• DIRECTION 1
Translate into French this sentence from the passage on hoplite combat: "I applaud him for attempting to bring in concepts from crowd mechanics even if he ultimately does not sufficiently understand them."
• DIRECTION 2
Extend the passage on hoplite combat, picking up right after its final line.

• PAGE

(begin)

Part of the problem is that Schwartz is in a bit over his head. I do not say this disparagingly. I applaud him for attempting to bring in concepts from crowd mechanics even if he ultimately does not sufficiently understand them. A statement that hoplite battles were “essentially chaotic” is ironic, because I agree with him, but my understanding of chaos is clearly far different from his own. The phrase “no one to direct the movements of the enormous organism” is so close to what I believe the truth, but we need to add an understanding of how order emerges from seemingly ‘chaotic’ interactions within groups. The study of how this occurs through what is called self-organization will ultimately yield a clearer understanding of hoplite combat. Groups of men, like flocks of birds or schools of fish, can achieve a great degree of cohesion and coordination through simple interactions between men in a bottom-up fashion, and do not require the top-down direction of generals for much of what occurs in combat. Thus, we do not need “a referee with a whistle” as Holladay (1982) said would be needed to move from one phase to another. Such “phase transitions” can arise simply from the interactions of individual hoplites in the absence of specific orders.

10 comments:

Helena P. Schrader said...

(end)

• DATA RECORDS

(begin)

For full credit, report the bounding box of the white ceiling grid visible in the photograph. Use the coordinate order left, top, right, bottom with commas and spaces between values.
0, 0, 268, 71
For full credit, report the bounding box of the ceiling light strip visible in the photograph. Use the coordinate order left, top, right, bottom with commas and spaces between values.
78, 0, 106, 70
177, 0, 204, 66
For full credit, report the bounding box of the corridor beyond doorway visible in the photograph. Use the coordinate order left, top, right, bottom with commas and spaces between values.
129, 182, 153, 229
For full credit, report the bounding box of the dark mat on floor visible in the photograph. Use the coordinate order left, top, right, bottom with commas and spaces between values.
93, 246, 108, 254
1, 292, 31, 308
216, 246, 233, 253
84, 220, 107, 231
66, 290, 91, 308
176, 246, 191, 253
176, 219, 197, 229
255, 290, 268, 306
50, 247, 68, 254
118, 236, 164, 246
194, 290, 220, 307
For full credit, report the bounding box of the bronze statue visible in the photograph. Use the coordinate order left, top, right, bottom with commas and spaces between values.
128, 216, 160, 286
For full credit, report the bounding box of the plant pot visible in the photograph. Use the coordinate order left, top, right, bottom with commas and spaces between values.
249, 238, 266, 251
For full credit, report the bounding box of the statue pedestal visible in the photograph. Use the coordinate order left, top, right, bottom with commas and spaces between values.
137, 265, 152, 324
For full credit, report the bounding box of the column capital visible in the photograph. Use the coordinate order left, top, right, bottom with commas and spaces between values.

(end)

• EXERCISE RESPONSE 1
Je le félicite d'avoir tenté d'introduire des concepts issus de la mécanique des foules, même s'il ne les comprend finalement pas suffisamment.

• EXERCISE RESPONSE 2
Paul,

Really appreciated this post. It was particularly timely as I am in the process of describing the Battle of Sepeia in the second book of my Leonidas trilogy. Obviously, I have a particular problem here since the Argives had broken their line when the Spartans attacked, but everything that contributes to my understanding of hoplite warfare is valuable, and any thoughts you have on Sepeia would be particularly welcome. Helena

katsucurrys14 said...

I absolutely love your blog. Just wanted to say that.

Some time ago, I wondered what a "real" hoplite battle would resemble, and found the following video instructive and (I believe) in accordance with your views:

http://www.youtube.com/watch?v=sXB9ip7SXmg

I think you may find it interesting (assuming you have not seen it before). It includes some "skirmishing," an approach, a pretty clear depiction of othismos (or at least I believe so), and even a rout at the end! No doratismos unfortunately, as russian crowds rarely carry spears.

Paul Michael Bardunias, Ph.D. said...

"any thoughts you have on Sepeia would be particularly welcome"

Hey Helena,

Sepeia is interesting because it is an example of Spartan trickery on the battlefield. Modern scholars tend to view Sparta as ultra-conservative, but this is not the case. Tactically, Spartans were extremely innovative. They seem less so strategically, but this may have more to do with their wish to maintain a political status quo than a lack of insight.

At the battle of Sepeia, where Cleomes Spartans met the Argives, the Argive commander decided to mirror every action of the Spartan army because he was afraid of a sneak attack. What they did was to listen to the Spartan herald, and when the herald signalled for the Spartan army to break for a meal, they knew they would be safe to break too.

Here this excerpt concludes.